╭─ Study material

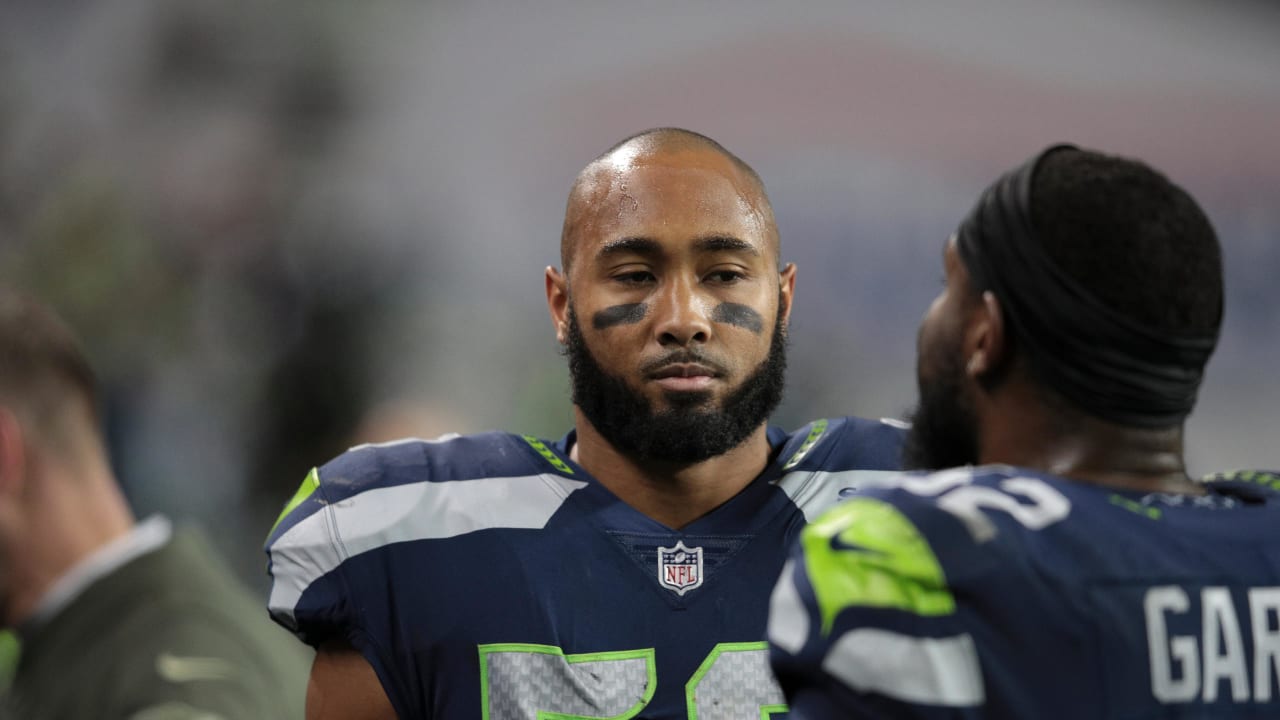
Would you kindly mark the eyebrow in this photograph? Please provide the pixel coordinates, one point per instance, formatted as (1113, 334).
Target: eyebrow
(649, 246)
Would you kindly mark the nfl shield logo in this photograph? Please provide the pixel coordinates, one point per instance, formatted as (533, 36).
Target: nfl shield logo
(680, 568)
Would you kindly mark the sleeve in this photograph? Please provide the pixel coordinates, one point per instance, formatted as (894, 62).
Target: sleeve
(863, 620)
(305, 556)
(208, 669)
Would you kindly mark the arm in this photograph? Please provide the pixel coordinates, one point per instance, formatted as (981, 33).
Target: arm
(344, 687)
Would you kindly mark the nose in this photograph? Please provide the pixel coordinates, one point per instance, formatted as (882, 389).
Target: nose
(681, 314)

╰─

*Exercise requirements:*
Precisely the lines between those holding "Would you kindly mark the sleeve" and "Would you kindly mark the nose", inclusive, are to be reproduced from the listing above, with nothing added.

*Output for this task:*
Would you kindly mark the sleeve in this photograph? Please provide the pixel coordinates, one point per instance, formatted as (894, 62).
Target: sleeve
(863, 620)
(305, 556)
(208, 669)
Would you kindly mark the arm in this photograph? Please provide the pixel coordinates, one point per instance, formatted as (981, 33).
Target: arm
(344, 687)
Would you kindly mark the nose in this photograph? Please provide the pixel coordinates, one point per instance, formatted as (882, 389).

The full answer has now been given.